SET EXERCISE
Please rewrite the records below with every "pixel" changed to "coordinate", keeping all else the same.

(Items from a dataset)
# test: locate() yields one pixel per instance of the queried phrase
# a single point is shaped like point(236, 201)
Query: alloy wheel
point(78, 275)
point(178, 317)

REPLY
# test: locate() yields one coordinate per instance of the queried phrase
# a single point is shaped like point(236, 201)
Query: alloy wheel
point(78, 275)
point(178, 317)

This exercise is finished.